• **Document extract**:
┏━━

I finally got some chance and progress on redesigning rdma cgroup
controller for the most use cases that we discussed in this email
chain.
I am posting RFC and soon code in new email.

Parav


On Sun, Sep 20, 2015 at 4:05 PM, Haggai Eran <haggaie-VPRAkNaXOzVWk0Htik3J/w@public.gmane.org> wrote:
> On 15/09/2015 06:45, Jason Gunthorpe wrote:
>> No, I'm saying the resource pool is *well defined* and *fixed* by each
>> hardware.
>>
>> The only question is how do we expose the N resource limits, the list
>> of which is totally vendor specific.
>
> I don't see why you say the limits are vendor specific. It is true that
> different RDMA devices have different implementations and capabilities,
> but they all use the expose the same set of RDMA objects with their
> limitations. Whether those limitations come from hardware limitations,
> from the driver, or just because the address space is limited, they can
> still be exhausted.
>
>> Yes, using a % scheme fixes the ratios, 1% is going to be a certain
>> number of PD's, QP's, MRs, CQ's, etc at a ratio fixed by the driver
>> configuration. That is the trade off for API simplicity.
>>
>>
>> Yes, this results in some resources being over provisioned.
>
> I agree that such a scheme will be easy to configure, but I don't think
> it can work well in all situations. Imagine you want to let one
> container use almost all RC QPs as you want it to connect to the entire
> cluster through RC. Other containers can still use a single datagram QP
> to connect to the entire cluster, but they would require many address
> handles. If you force a fixed ratio of resources given to each container
> it would be hard to describe such a partitioning.
>
> I think it would be better to expose different controls for the
> different RDMA resources.
>
> Regards,
> Haggai

┗━━

• **Exercise 1**:
In the RDMA cgroup email thread, what does Haggai Eran think would be better to expose for RDMA resources?

• **Listed records**:
┏━━

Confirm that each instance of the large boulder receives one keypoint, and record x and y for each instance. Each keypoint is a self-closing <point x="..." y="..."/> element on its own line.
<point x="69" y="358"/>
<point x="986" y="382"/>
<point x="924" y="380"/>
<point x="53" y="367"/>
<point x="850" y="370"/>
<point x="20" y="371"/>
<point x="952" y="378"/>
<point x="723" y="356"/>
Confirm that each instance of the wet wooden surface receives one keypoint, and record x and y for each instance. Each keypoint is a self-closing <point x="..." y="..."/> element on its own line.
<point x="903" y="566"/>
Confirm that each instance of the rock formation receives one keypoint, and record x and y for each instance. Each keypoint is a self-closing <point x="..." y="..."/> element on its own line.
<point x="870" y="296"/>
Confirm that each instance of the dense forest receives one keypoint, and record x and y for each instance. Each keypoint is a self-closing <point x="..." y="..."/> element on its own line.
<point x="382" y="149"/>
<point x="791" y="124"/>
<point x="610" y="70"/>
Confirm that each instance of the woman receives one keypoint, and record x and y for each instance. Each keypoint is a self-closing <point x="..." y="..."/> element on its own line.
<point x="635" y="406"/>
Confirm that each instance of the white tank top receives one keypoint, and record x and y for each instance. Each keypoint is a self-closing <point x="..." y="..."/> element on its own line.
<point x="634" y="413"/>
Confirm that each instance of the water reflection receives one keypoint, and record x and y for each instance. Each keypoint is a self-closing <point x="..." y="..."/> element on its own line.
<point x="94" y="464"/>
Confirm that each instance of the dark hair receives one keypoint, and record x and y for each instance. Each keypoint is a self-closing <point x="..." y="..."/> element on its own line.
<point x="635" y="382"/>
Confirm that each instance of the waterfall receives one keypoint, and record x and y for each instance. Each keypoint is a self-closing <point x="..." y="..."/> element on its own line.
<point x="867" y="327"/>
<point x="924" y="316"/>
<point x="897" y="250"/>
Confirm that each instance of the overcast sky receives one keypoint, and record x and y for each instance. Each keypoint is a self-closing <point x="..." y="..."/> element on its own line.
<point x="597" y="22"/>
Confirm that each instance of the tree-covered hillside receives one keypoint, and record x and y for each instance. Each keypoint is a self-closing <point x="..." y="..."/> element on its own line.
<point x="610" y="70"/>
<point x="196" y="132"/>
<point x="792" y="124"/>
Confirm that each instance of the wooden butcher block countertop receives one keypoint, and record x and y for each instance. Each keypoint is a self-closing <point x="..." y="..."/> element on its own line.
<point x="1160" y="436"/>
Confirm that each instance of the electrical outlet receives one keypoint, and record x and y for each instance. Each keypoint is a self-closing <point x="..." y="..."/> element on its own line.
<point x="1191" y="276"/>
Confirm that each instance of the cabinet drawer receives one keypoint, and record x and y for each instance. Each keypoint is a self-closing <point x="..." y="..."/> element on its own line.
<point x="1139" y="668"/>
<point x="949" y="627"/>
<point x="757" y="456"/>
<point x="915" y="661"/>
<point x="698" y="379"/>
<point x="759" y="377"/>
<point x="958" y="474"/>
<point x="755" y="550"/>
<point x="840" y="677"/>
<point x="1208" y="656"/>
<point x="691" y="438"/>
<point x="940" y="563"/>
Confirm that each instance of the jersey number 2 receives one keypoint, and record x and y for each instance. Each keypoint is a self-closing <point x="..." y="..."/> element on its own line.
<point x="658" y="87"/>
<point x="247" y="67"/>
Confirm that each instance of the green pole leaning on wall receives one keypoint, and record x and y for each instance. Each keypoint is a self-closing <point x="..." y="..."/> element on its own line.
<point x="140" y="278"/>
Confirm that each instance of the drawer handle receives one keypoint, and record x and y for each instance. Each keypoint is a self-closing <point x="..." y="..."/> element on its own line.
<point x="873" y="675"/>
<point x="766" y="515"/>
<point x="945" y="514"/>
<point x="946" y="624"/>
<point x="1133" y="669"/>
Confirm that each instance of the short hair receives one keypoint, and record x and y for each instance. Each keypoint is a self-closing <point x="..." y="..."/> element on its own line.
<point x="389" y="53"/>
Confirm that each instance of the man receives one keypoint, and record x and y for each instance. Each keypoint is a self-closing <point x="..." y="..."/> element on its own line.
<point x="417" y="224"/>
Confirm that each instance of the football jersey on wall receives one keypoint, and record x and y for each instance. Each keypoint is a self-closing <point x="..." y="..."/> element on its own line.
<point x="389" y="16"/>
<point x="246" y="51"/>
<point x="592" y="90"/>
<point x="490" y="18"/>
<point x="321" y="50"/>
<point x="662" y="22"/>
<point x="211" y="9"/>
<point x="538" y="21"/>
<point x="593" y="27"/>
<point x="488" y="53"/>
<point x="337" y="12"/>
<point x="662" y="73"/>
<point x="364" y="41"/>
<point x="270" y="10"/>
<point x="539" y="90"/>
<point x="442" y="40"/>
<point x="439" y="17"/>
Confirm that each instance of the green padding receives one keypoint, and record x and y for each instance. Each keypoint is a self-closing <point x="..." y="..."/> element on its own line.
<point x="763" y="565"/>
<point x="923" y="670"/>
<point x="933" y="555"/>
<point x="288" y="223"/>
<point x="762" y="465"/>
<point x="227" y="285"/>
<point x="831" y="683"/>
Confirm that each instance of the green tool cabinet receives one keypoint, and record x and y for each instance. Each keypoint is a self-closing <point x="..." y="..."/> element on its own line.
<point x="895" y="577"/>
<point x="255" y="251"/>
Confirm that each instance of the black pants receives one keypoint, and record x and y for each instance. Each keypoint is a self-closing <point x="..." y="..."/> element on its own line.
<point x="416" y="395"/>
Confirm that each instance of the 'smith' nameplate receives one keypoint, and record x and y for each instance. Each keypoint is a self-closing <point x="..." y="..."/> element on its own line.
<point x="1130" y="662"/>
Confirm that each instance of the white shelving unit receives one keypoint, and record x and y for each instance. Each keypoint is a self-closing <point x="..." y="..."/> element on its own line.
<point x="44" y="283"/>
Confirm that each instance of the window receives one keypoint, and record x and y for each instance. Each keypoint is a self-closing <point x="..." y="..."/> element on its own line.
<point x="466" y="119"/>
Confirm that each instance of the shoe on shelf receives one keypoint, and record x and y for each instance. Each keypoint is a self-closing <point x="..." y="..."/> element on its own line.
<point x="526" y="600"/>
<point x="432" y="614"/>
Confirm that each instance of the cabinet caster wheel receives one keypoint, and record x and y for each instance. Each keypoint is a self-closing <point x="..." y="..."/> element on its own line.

┗━━

• **Exercise 2**:
Count the lines of the rows that contain the word "green", treating uppercase and lowercase as different, and give only the number.

• **Exercise result 1**:
Different controls for the different RDMA resources.

• **Exercise result 2**:
3